◆ **Task to carry out**
Extract all records. Keep each one exact.

[Point-based annotation data]
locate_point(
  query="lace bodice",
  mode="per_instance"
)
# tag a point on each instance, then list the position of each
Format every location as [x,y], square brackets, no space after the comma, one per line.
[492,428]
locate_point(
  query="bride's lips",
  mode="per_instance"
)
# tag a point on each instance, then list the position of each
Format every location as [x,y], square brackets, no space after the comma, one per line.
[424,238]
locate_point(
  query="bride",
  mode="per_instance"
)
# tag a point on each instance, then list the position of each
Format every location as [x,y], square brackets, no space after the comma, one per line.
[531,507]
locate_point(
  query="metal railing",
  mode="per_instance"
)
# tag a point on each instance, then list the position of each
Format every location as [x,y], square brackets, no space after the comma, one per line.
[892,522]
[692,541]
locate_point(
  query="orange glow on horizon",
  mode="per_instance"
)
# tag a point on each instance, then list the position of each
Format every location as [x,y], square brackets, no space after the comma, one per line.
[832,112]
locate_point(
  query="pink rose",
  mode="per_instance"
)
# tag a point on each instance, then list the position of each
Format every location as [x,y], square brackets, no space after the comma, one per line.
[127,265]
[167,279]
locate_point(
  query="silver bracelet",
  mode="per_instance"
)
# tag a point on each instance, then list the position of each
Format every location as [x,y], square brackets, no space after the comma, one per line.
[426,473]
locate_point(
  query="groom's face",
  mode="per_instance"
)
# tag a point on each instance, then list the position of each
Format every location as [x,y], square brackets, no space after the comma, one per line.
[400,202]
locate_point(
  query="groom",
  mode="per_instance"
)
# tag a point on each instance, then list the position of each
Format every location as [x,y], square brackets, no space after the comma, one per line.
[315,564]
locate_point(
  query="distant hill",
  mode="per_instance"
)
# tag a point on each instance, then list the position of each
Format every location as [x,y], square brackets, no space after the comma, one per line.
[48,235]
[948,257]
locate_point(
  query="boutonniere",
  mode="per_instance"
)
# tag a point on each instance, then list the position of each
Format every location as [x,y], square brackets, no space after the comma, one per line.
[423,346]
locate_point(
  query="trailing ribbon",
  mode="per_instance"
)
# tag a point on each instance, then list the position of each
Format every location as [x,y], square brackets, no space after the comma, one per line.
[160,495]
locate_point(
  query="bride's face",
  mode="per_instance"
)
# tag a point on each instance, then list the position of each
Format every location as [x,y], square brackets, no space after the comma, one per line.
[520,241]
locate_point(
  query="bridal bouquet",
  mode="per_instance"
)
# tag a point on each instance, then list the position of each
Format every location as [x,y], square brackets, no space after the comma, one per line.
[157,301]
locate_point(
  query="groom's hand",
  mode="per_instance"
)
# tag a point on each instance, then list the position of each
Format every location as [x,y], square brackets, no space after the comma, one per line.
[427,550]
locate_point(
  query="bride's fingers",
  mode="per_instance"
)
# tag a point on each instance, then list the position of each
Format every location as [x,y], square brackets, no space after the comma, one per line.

◆ **Task result**
locate_point(
  query="lace bodice",
  mode="per_instance"
)
# tag a point on each instance, then list the position of each
Format every location as [x,y], square brackets, no space after the comma, one per line.
[492,428]
locate_point(
  query="bride's lips",
  mode="per_instance"
)
# tag a point on each instance, then list the position of each
Format every location as [x,y], square brackets, no space after the comma, one per line.
[424,238]
locate_point(
  query="bride",
  mode="per_instance"
)
# tag a point on each instance, then list the position of each
Format every location as [x,y], square brackets, no space after the comma, one per line.
[531,507]
locate_point(
  query="metal railing",
  mode="per_instance"
)
# tag a point on each instance, then list the position of each
Format every location as [x,y], square brackets, no space after the comma, one per line.
[892,522]
[692,541]
locate_point(
  query="orange glow on horizon",
  mode="per_instance"
)
# tag a point on each instance, then list the position of each
Format every location as [x,y], square brackets, no space after the comma, one per line.
[832,112]
locate_point(
  query="pink rose",
  mode="per_instance"
)
# tag a point on each instance, then list the position of each
Format every location as [x,y], square brackets, no space after the comma, one per line.
[127,265]
[167,279]
locate_point(
  query="silver bracelet",
  mode="per_instance"
)
# tag a point on each instance, then list the position of each
Format every location as [x,y], square brackets, no space after the comma, one per line.
[426,473]
locate_point(
  query="groom's face",
  mode="per_instance"
)
# tag a point on each instance, then list the position of each
Format every location as [x,y], square brackets, no space after the comma, one per line.
[400,202]
locate_point(
  query="groom",
  mode="per_instance"
)
# tag a point on each instance, then list the position of each
Format every location as [x,y], square brackets, no space after the comma, one per line.
[315,564]
locate_point(
  query="distant hill",
  mode="per_instance"
)
# tag a point on each instance, then list the position of each
Format every location as [x,y], square brackets, no space after the comma, one per line.
[48,235]
[948,257]
locate_point(
  query="boutonniere",
  mode="per_instance"
)
# tag a point on each instance, then list the position of each
Format every location as [x,y], square brackets, no space after the comma, one per line.
[423,346]
locate_point(
  query="trailing ribbon",
  mode="per_instance"
)
# tag a point on each instance, then list the position of each
Format every location as [x,y], square brackets, no space after the comma, one per line.
[160,495]
locate_point(
  query="bride's face",
  mode="per_instance"
)
# tag a point on each instance, then list the position of each
Format every location as [x,y], square brackets, no space after the comma, one per line.
[520,241]
locate_point(
  query="bridal bouquet",
  mode="per_instance"
)
# tag a point on each instance, then list the position of each
Format every location as [x,y], square brackets, no space after the comma, one per line.
[157,301]
locate_point(
  query="groom's hand",
  mode="per_instance"
)
# tag a point on each instance, then list the position of each
Format every location as [x,y], square brackets, no space after the comma, one per line.
[427,550]
locate_point(
  query="bride's fingers",
  mode="per_instance"
)
# tag a point on each instance, then list the position of each
Format every location as [x,y], square brackets, no space after the comma, one per line.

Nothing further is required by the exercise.